Supplied records
= Beginning of Section =
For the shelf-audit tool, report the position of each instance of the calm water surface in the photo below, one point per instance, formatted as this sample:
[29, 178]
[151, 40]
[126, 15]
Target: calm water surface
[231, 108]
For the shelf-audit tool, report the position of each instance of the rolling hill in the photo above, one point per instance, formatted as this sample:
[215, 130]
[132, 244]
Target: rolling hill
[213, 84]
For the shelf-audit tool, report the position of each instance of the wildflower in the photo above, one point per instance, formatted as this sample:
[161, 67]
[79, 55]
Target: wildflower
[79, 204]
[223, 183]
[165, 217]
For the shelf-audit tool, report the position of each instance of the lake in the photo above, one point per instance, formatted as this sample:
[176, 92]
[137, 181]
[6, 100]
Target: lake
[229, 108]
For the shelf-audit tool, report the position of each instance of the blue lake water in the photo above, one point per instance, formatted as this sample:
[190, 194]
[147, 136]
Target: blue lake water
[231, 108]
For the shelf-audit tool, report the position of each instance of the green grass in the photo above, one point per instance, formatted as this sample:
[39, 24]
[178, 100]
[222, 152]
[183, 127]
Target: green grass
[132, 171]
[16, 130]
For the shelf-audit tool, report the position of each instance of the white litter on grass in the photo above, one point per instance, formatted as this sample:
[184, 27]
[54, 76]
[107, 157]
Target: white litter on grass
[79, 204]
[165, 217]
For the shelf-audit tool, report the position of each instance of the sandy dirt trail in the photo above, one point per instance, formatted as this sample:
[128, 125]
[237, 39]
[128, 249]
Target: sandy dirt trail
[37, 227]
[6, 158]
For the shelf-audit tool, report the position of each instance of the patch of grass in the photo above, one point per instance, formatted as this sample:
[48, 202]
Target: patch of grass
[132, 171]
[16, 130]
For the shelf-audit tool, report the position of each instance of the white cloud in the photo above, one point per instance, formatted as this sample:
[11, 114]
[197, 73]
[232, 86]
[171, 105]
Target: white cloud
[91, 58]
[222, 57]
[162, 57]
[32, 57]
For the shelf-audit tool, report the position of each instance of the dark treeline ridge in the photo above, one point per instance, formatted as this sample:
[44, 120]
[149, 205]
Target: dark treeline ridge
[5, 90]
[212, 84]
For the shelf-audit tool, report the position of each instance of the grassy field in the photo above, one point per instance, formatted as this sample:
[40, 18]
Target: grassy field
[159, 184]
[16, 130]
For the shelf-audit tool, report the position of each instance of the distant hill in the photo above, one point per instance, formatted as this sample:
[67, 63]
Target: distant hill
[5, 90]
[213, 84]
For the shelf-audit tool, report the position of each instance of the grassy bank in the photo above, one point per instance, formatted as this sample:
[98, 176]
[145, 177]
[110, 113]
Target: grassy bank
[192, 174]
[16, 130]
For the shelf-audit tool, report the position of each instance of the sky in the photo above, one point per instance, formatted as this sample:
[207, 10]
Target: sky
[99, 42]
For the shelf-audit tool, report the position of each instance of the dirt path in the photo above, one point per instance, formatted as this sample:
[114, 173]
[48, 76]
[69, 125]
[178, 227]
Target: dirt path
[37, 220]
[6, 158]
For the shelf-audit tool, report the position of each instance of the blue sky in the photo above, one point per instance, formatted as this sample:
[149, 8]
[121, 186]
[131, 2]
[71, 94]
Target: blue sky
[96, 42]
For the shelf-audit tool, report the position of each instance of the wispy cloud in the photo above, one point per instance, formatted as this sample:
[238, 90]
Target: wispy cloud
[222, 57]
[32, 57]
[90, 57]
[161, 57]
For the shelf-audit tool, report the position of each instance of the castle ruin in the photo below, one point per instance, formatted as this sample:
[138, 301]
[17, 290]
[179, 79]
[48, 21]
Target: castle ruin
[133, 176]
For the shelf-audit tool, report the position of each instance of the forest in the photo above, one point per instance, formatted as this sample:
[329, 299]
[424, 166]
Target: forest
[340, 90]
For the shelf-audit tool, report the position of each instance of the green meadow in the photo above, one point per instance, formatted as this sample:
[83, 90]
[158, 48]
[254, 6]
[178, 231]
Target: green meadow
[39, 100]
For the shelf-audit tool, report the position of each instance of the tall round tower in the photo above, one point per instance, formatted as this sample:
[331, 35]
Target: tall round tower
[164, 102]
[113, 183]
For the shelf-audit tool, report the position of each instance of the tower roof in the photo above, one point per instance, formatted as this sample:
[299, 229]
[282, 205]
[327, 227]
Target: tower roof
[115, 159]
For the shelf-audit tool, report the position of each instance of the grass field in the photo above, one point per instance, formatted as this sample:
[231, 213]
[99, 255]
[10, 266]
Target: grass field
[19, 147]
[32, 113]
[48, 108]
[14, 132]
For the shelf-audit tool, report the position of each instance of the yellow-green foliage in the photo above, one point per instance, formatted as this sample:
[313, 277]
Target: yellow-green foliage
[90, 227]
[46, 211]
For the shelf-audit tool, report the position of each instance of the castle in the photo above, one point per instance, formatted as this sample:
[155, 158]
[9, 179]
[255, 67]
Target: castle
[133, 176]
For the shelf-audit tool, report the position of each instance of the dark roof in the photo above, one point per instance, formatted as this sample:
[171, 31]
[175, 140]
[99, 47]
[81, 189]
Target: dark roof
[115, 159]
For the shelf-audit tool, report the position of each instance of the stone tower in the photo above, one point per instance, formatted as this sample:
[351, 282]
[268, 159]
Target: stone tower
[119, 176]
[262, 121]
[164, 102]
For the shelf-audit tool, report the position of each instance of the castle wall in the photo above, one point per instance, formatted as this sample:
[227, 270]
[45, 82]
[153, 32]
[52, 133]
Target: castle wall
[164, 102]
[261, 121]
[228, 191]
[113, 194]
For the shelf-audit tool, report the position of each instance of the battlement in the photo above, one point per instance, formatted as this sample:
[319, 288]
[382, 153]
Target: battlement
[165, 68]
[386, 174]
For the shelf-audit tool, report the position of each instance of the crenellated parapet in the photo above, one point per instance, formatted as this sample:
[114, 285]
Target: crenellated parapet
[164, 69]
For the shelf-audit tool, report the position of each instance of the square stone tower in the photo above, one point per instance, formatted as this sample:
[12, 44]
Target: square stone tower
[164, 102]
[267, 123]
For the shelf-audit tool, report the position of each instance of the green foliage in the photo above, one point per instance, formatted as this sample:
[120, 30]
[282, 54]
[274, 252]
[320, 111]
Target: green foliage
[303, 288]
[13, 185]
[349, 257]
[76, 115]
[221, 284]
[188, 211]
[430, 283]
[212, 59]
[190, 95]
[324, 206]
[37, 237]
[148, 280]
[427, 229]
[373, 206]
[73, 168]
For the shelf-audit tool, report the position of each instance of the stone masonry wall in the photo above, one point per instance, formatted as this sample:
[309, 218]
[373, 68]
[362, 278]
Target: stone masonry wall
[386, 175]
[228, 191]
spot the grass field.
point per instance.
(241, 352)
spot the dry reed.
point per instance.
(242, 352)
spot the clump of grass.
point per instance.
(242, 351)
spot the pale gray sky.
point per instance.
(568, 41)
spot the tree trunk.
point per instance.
= End of Section =
Repeat each entry above, matching every line exactly.

Answer for the task
For the shelf-audit tool, report the position of each instance of the calm water surface in the photo below, one point per instance, formatted as this sample:
[29, 178]
[151, 40]
[126, 15]
Target: calm water surface
[231, 108]
For the shelf-audit tool, report the position of each instance of the rolling hill in the photo above, one point per instance, formatted as this sample:
[215, 130]
[132, 244]
Target: rolling hill
[213, 84]
For the shelf-audit tool, report the position of each instance of the wildflower in the photo above, one point per instance, formatted as this sample:
[161, 67]
[79, 55]
Target: wildflower
[79, 204]
[223, 183]
[165, 217]
For the shelf-audit tool, report the position of each instance of the lake in the photo above, one point per instance, formatted as this sample:
[176, 92]
[137, 181]
[6, 100]
Target: lake
[229, 108]
For the shelf-audit tool, report the position of each instance of the blue lake water in the photo above, one point per instance, formatted as this sample:
[190, 194]
[147, 136]
Target: blue lake water
[231, 108]
For the shelf-audit tool, report the position of each instance of the green grass in the photo above, one point per instance, formatted as this sample:
[39, 24]
[178, 100]
[222, 152]
[183, 127]
Target: green grass
[132, 171]
[16, 130]
For the shelf-audit tool, report the position of each instance of the white litter on grass in the photo above, one point per instance, formatted as this sample:
[184, 27]
[54, 76]
[107, 157]
Target: white litter on grass
[79, 204]
[165, 217]
For the shelf-audit tool, report the position of each instance of the sandy dirt trail in the photo above, one point per instance, formatted as this sample:
[128, 125]
[237, 39]
[128, 249]
Target: sandy dirt trail
[37, 227]
[6, 158]
For the shelf-audit tool, report the position of each instance of the patch of grass in the photo above, one point per instance, formatted as this sample:
[48, 202]
Target: patch of grass
[132, 171]
[16, 130]
For the shelf-audit tool, report the position of each instance of the white cloud in the photo above, one point per instance, formatted as this sample:
[11, 114]
[197, 73]
[232, 86]
[171, 105]
Target: white cloud
[91, 58]
[222, 57]
[162, 57]
[32, 57]
For the shelf-audit tool, report the position of each instance of the dark treeline ridge in the photo above, one point per instance, formatted as this sample:
[44, 120]
[149, 205]
Target: dark treeline ridge
[5, 90]
[212, 84]
For the shelf-audit tool, report the position of each instance of the grassy field in the photo above, one point per instance, formatted as this sample:
[40, 18]
Target: grassy field
[159, 184]
[16, 130]
For the shelf-audit tool, report the position of each instance of the distant hill in the photo above, one point per instance, formatted as this sample:
[67, 63]
Target: distant hill
[5, 90]
[213, 84]
For the shelf-audit tool, report the position of each instance of the grassy bank in the photo above, one point per instance, formatted as this sample:
[98, 176]
[145, 177]
[110, 113]
Target: grassy bank
[192, 174]
[16, 130]
For the shelf-audit tool, report the position of each instance of the sky in the photo above, one point per instance, formatted as this sample:
[207, 10]
Target: sky
[99, 42]
For the shelf-audit tool, report the position of each instance of the dirt path in the photo above, one point per instance, formatted as this sample:
[114, 173]
[48, 76]
[69, 125]
[178, 227]
Target: dirt path
[37, 220]
[6, 158]
For the shelf-audit tool, report the position of each instance of the blue sky in the photo above, one point per instance, formatted as this sample:
[149, 8]
[121, 186]
[131, 2]
[71, 94]
Target: blue sky
[96, 42]
For the shelf-audit tool, report the position of each instance of the wispy cloud in the photo above, one point per instance, formatted as this sample:
[238, 90]
Target: wispy cloud
[222, 57]
[32, 57]
[90, 57]
[161, 57]
For the shelf-audit tool, report the position of each instance of the castle ruin in the photo below, one point per instance, formatted as this sample:
[138, 301]
[17, 290]
[179, 79]
[48, 21]
Target: castle ruin
[133, 176]
For the shelf-audit tool, report the position of each instance of the forest in the photo above, one point per instance, formatted as this sample:
[329, 299]
[424, 166]
Target: forest
[340, 90]
For the shelf-audit tool, report the position of each instance of the green meadow in the photo above, one point per instance, formatted as this sample:
[83, 90]
[158, 48]
[254, 6]
[178, 231]
Target: green meadow
[39, 100]
For the shelf-audit tool, report the position of each instance of the tall round tower in the photo above, one point per instance, formatted as this sample:
[331, 35]
Target: tall round tower
[164, 102]
[113, 183]
For the shelf-audit tool, report the position of each instance of the tower roof in the photo above, one point per instance, formatted as this sample:
[299, 229]
[282, 205]
[327, 227]
Target: tower roof
[115, 159]
For the shelf-audit tool, report the position of each instance of the grass field in the photo above, one point per instance, formatted as this sample:
[231, 213]
[99, 255]
[10, 266]
Target: grass field
[19, 147]
[32, 113]
[48, 108]
[14, 132]
For the shelf-audit tool, report the position of each instance of the yellow-green foliage in the photo above, one point per instance, formatted as this sample:
[313, 277]
Target: yellow-green foliage
[90, 227]
[46, 211]
For the shelf-audit tool, report the position of each instance of the castle in the photo above, one point per instance, formatted as this sample:
[155, 158]
[9, 179]
[255, 67]
Target: castle
[133, 176]
For the shelf-audit tool, report the position of each instance of the dark roof in the photo above, one point per instance, formatted as this sample:
[171, 31]
[175, 140]
[99, 47]
[81, 189]
Target: dark roof
[115, 159]
For the shelf-audit tool, report the position of each instance of the stone tower in the photo above, one point per instance, formatted as this sample:
[351, 282]
[268, 159]
Target: stone tower
[119, 176]
[262, 121]
[164, 102]
For the shelf-audit tool, report the position of each instance of the castle wall in the photo above, one point per instance, formatted as this sample:
[227, 270]
[45, 82]
[153, 32]
[52, 133]
Target: castle wall
[164, 102]
[261, 121]
[228, 191]
[113, 194]
For the shelf-audit tool, report the position of each instance of the battlement in the photo above, one point per instance, formatted as this sample:
[319, 288]
[382, 153]
Target: battlement
[165, 68]
[386, 174]
For the shelf-audit tool, report the position of each instance of the crenellated parapet in the photo above, one point per instance, formatted as this sample:
[114, 285]
Target: crenellated parapet
[164, 69]
For the shelf-audit tool, report the position of each instance of the square stone tower in the photo above, one point per instance, formatted as this sample:
[12, 44]
Target: square stone tower
[164, 102]
[267, 123]
For the shelf-audit tool, report the position of each instance of the green foliage in the photo above, one point per instance, formatted as this sample:
[120, 30]
[282, 54]
[274, 252]
[320, 111]
Target: green foliage
[303, 288]
[13, 185]
[349, 257]
[76, 115]
[221, 284]
[188, 211]
[430, 283]
[212, 59]
[190, 95]
[324, 206]
[37, 237]
[148, 280]
[427, 229]
[373, 206]
[73, 168]
For the shelf-audit tool, report the position of each instance of the stone masonry wall in the photo above, one point per instance, formatted as this sample:
[309, 218]
[373, 68]
[362, 278]
Target: stone masonry wall
[386, 175]
[228, 191]
spot the grass field.
point per instance.
(241, 352)
spot the dry reed.
point per instance.
(242, 352)
spot the clump of grass.
point per instance.
(242, 351)
spot the pale gray sky.
point per instance.
(568, 41)
spot the tree trunk.
point per instance.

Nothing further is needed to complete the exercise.